**Try it:**
Whether an entry is long or short, retype it exactly.

**Provided data:**
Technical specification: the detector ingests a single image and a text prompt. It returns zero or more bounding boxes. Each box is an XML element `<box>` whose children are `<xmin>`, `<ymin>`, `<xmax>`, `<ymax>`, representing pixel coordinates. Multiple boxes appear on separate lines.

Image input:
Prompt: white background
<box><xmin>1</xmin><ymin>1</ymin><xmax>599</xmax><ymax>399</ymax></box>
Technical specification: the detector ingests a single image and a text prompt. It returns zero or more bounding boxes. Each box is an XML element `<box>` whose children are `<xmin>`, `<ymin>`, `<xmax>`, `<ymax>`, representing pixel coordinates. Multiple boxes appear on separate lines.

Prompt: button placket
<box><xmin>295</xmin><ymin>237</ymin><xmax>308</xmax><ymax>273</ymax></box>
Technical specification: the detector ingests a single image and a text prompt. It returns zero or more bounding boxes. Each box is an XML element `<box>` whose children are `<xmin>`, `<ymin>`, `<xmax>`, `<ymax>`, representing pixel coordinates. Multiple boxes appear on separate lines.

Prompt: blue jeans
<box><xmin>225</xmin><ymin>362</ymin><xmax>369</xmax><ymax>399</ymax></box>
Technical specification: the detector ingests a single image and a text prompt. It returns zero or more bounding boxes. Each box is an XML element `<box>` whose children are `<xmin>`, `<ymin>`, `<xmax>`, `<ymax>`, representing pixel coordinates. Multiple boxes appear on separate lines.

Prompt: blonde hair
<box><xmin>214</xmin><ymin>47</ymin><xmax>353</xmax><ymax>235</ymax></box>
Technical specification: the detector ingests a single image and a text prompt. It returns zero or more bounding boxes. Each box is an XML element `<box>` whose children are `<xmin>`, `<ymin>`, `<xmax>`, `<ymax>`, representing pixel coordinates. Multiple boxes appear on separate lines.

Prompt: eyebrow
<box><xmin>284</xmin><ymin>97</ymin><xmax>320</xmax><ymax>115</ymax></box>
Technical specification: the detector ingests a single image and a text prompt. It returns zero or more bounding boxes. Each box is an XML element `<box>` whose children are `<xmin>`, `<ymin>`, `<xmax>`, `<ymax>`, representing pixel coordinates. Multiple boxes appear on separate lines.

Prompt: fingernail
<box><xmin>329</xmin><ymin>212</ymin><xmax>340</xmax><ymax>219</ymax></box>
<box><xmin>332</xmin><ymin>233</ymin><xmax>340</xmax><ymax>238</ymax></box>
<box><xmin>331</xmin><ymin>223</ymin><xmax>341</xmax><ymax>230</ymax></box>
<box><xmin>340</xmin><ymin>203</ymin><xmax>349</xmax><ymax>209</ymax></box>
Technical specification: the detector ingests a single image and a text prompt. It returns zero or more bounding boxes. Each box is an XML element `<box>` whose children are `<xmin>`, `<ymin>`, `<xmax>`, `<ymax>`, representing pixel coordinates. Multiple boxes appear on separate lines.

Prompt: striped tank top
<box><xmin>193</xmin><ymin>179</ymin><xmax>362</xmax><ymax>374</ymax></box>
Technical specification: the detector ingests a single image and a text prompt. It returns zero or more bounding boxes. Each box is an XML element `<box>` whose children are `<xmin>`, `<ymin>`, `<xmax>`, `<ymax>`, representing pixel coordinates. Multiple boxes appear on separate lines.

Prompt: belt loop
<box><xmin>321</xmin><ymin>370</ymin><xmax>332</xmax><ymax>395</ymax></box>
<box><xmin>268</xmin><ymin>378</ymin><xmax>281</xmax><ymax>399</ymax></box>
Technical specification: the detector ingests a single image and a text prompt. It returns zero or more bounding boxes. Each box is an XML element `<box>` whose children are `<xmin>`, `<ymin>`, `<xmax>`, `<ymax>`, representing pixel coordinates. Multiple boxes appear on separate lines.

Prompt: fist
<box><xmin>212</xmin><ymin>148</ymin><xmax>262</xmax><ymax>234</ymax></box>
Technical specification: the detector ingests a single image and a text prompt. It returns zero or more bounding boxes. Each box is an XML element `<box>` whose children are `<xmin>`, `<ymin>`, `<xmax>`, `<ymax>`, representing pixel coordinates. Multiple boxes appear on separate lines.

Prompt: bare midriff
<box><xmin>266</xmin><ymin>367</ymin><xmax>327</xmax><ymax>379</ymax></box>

**Written solution:**
Technical specification: the detector ingests a single image and a text prompt. It returns zero or more bounding boxes. Each box is an XML element `<box>` whose children are `<xmin>`, `<ymin>`, `<xmax>`, `<ymax>`, representing pixel coordinates. Multiple boxes appear on separate lines.

Image input:
Prompt: white background
<box><xmin>1</xmin><ymin>1</ymin><xmax>599</xmax><ymax>399</ymax></box>
Technical specification: the detector ingests a single image and a text prompt. It returns zero or more bounding boxes. Each box is an XML element `<box>` whose children are `<xmin>`, `<ymin>`, `<xmax>`, `<ymax>`, representing pixel coordinates. Multiple boxes appear on separate lines.

Prompt: button placket
<box><xmin>295</xmin><ymin>237</ymin><xmax>308</xmax><ymax>273</ymax></box>
Technical specification: the detector ingests a single image and a text prompt. It returns zero or more bounding boxes. Each box is an XML element `<box>` whose children are `<xmin>`, `<ymin>`, `<xmax>`, `<ymax>`, representing pixel coordinates. Multiple boxes appear on separate lines.

Prompt: blue jeans
<box><xmin>225</xmin><ymin>362</ymin><xmax>369</xmax><ymax>399</ymax></box>
Technical specification: the detector ingests a single image and a text prompt. It returns zero or more bounding boxes. Each box is an XML element `<box>` whose children are `<xmin>`, `<ymin>`, `<xmax>`, `<ymax>`, representing pixel coordinates. Multiple boxes appear on separate lines.

Prompt: blonde hair
<box><xmin>214</xmin><ymin>47</ymin><xmax>353</xmax><ymax>235</ymax></box>
Technical specification: the detector ingests a single image and a text prompt. It returns zero or more bounding boxes. Each box is an XML element `<box>` whose children are `<xmin>`, `<ymin>`, `<xmax>`, `<ymax>`, representing pixel coordinates. Multiple boxes appear on separate lines.

Prompt: eyebrow
<box><xmin>284</xmin><ymin>97</ymin><xmax>320</xmax><ymax>115</ymax></box>
Technical specification: the detector ingests a single image and a text prompt. It returns zero or more bounding boxes. Each box is an XML element `<box>` whose children are `<xmin>`, `<ymin>`, `<xmax>`, `<ymax>`, representing pixel coordinates. Multiple boxes appear on separate lines.

Prompt: fingernail
<box><xmin>329</xmin><ymin>212</ymin><xmax>340</xmax><ymax>219</ymax></box>
<box><xmin>332</xmin><ymin>233</ymin><xmax>340</xmax><ymax>238</ymax></box>
<box><xmin>331</xmin><ymin>223</ymin><xmax>341</xmax><ymax>230</ymax></box>
<box><xmin>340</xmin><ymin>203</ymin><xmax>349</xmax><ymax>209</ymax></box>
Technical specification: the detector ingests a single image and a text prompt. It returns zero or more bounding boxes. Each box is an XML element `<box>` whose children are `<xmin>`, `<ymin>`, `<xmax>`, `<ymax>`, representing pixel coordinates. Multiple boxes appear on separate lines.

Prompt: striped tank top
<box><xmin>193</xmin><ymin>179</ymin><xmax>362</xmax><ymax>374</ymax></box>
Technical specification: the detector ingests a single image and a text prompt. It returns zero or more bounding boxes. Each box is an XML element `<box>` whose children are `<xmin>`, `<ymin>`, `<xmax>`, `<ymax>`, representing pixel coordinates. Multiple boxes appear on separate lines.

Prompt: belt loop
<box><xmin>321</xmin><ymin>370</ymin><xmax>332</xmax><ymax>395</ymax></box>
<box><xmin>268</xmin><ymin>378</ymin><xmax>281</xmax><ymax>399</ymax></box>
Technical specification: the detector ingests a single image and a text prompt. It returns zero or more bounding boxes. Each box is an XML element `<box>` whose children are `<xmin>`, `<ymin>`, `<xmax>`, `<ymax>`, representing pixel coordinates. Multiple boxes appear on separate lines.

Prompt: fist
<box><xmin>212</xmin><ymin>148</ymin><xmax>262</xmax><ymax>234</ymax></box>
Technical specification: the detector ingests a single image and a text prompt. It returns zero or more bounding boxes. Each box is an XML element `<box>` whose children are `<xmin>`, `<ymin>`, `<xmax>`, `<ymax>`, representing pixel coordinates. Multiple boxes appear on separate lines.

Prompt: bare midriff
<box><xmin>266</xmin><ymin>367</ymin><xmax>327</xmax><ymax>379</ymax></box>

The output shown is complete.